▶ **Records provided**:

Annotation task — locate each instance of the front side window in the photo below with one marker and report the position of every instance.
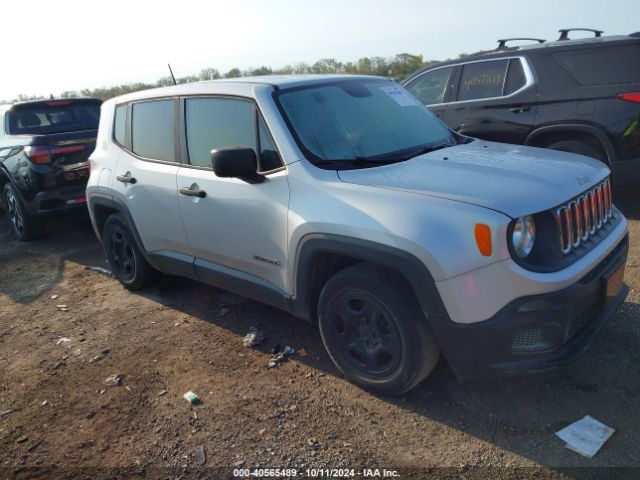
(217, 123)
(430, 87)
(119, 124)
(152, 130)
(359, 121)
(482, 80)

▶ **Exercise details**: Put the entries into a JSON list of strings with one string per line, leaving out blank lines and the pictures.

▶ **Correct output**:
[
  "Annotation task — locate each instance of the front side window in the photo below with one marker and report the position of every instance.",
  "(217, 123)",
  "(430, 87)",
  "(119, 124)",
  "(152, 130)",
  "(359, 121)",
  "(482, 80)"
]